• **What needs to be done**
Reproduce the items below word for word, omitting the pictures.

=== Provided information ===

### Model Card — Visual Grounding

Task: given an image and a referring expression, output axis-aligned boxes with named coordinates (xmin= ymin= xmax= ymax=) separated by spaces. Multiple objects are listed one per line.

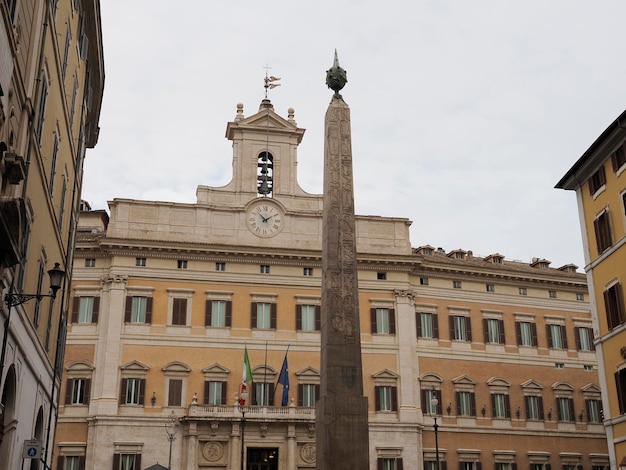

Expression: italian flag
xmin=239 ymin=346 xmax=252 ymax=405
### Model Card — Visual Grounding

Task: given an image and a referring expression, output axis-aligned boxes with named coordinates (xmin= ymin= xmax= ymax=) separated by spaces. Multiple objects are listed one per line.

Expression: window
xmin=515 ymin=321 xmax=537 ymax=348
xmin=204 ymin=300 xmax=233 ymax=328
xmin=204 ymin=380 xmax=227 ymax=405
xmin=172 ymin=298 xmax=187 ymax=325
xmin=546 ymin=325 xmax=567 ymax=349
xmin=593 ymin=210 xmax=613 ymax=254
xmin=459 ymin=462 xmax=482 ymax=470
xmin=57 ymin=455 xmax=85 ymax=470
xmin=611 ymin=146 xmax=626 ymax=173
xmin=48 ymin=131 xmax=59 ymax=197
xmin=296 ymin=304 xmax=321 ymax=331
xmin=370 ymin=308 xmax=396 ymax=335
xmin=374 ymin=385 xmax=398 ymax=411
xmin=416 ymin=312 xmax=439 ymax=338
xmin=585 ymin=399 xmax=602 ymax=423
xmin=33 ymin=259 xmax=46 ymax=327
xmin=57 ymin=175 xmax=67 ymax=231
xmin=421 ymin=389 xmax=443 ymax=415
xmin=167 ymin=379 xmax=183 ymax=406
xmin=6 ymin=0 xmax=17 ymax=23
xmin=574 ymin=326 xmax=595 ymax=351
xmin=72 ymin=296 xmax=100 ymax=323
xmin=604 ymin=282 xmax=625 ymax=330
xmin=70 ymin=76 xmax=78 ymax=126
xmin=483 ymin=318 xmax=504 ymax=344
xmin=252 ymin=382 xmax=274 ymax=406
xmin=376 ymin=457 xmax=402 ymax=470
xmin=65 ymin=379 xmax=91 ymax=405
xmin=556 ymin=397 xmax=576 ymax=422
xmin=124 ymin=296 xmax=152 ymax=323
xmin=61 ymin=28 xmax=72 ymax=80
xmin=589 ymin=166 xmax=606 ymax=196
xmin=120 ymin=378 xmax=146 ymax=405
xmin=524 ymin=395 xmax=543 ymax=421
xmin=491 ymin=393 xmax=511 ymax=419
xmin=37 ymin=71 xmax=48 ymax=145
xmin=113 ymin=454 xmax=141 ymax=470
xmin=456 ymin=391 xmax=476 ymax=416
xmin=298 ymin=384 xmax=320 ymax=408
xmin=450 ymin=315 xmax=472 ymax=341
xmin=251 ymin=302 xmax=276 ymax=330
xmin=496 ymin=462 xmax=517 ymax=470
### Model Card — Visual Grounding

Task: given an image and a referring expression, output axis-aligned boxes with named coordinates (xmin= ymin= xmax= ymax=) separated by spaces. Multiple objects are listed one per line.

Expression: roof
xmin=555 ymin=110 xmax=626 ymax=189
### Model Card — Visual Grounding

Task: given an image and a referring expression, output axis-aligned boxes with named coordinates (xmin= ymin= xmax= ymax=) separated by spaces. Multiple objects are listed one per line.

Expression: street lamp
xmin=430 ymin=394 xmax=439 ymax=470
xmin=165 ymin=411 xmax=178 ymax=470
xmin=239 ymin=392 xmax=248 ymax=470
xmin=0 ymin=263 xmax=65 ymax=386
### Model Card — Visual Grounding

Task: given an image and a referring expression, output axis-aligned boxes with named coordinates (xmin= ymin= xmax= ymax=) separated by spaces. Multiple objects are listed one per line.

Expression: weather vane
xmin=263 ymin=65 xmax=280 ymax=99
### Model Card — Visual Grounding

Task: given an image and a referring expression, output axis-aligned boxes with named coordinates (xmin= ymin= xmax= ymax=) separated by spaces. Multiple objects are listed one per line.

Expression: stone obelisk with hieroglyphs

===

• **Task solution**
### Model Card — Visual Grounding

Task: given an image and a referring expression, output axis-aligned boxes with named coordinates (xmin= ymin= xmax= ymax=) separated by spaces. Multiple objects are listed one per line.


Expression: italian flag
xmin=239 ymin=346 xmax=252 ymax=405
### Model Card — Visual Grounding

Task: given an image and a referring expression, output axis-aligned boxes with named coordinates (xmin= ymin= xmax= ymax=) separated by spaces. Multiple objects are listed one per line.

Expression: window
xmin=515 ymin=321 xmax=537 ymax=348
xmin=204 ymin=300 xmax=233 ymax=328
xmin=204 ymin=380 xmax=227 ymax=405
xmin=172 ymin=298 xmax=187 ymax=325
xmin=546 ymin=325 xmax=567 ymax=349
xmin=593 ymin=210 xmax=613 ymax=254
xmin=459 ymin=462 xmax=482 ymax=470
xmin=57 ymin=455 xmax=85 ymax=470
xmin=611 ymin=146 xmax=626 ymax=173
xmin=48 ymin=131 xmax=59 ymax=197
xmin=296 ymin=304 xmax=321 ymax=331
xmin=370 ymin=308 xmax=396 ymax=335
xmin=374 ymin=385 xmax=398 ymax=411
xmin=416 ymin=312 xmax=439 ymax=338
xmin=585 ymin=399 xmax=602 ymax=423
xmin=33 ymin=259 xmax=46 ymax=327
xmin=57 ymin=175 xmax=67 ymax=231
xmin=421 ymin=389 xmax=443 ymax=415
xmin=167 ymin=379 xmax=183 ymax=406
xmin=6 ymin=0 xmax=17 ymax=23
xmin=574 ymin=326 xmax=595 ymax=351
xmin=72 ymin=296 xmax=100 ymax=323
xmin=604 ymin=282 xmax=625 ymax=330
xmin=70 ymin=76 xmax=78 ymax=126
xmin=483 ymin=318 xmax=504 ymax=344
xmin=252 ymin=382 xmax=274 ymax=406
xmin=376 ymin=457 xmax=402 ymax=470
xmin=65 ymin=379 xmax=91 ymax=405
xmin=556 ymin=397 xmax=576 ymax=422
xmin=124 ymin=296 xmax=152 ymax=323
xmin=61 ymin=28 xmax=72 ymax=80
xmin=589 ymin=166 xmax=606 ymax=196
xmin=120 ymin=378 xmax=146 ymax=405
xmin=524 ymin=395 xmax=543 ymax=421
xmin=491 ymin=393 xmax=511 ymax=419
xmin=37 ymin=71 xmax=48 ymax=145
xmin=113 ymin=454 xmax=141 ymax=470
xmin=456 ymin=391 xmax=476 ymax=416
xmin=298 ymin=384 xmax=320 ymax=408
xmin=450 ymin=315 xmax=472 ymax=341
xmin=251 ymin=302 xmax=276 ymax=330
xmin=496 ymin=462 xmax=517 ymax=470
### Model Card — Visual Grounding

Task: given an image and a referring expression, output axis-aligned boxes with named coordinates (xmin= ymin= xmax= ymax=) separated by spaces. Multiple objects are listed one per line.

Expression: roof
xmin=555 ymin=110 xmax=626 ymax=189
### Model Card — Visual Grounding

Task: given an image and a referring expression, output axis-aligned boxes with named coordinates (xmin= ymin= xmax= ymax=) separated by spaces. Multiple objects are listed one per line.

Expression: street lamp
xmin=430 ymin=394 xmax=439 ymax=470
xmin=165 ymin=411 xmax=178 ymax=470
xmin=239 ymin=392 xmax=248 ymax=470
xmin=0 ymin=263 xmax=65 ymax=386
### Model Card — Visual Grounding

Task: given an image and a referring expression, output axis-aligned boxes with named coordinates (xmin= ymin= xmax= ymax=) separated by spaces. Multiple objects are listed one per line.

Expression: weather vane
xmin=263 ymin=65 xmax=280 ymax=99
### Model Card — Visual Grounding

Task: given an image and a referring expression, output axis-aligned boxes with named coordinates (xmin= ymin= xmax= ymax=) separated by spaces. Multiple objects are listed one per line.

Expression: stone obelisk with hieroglyphs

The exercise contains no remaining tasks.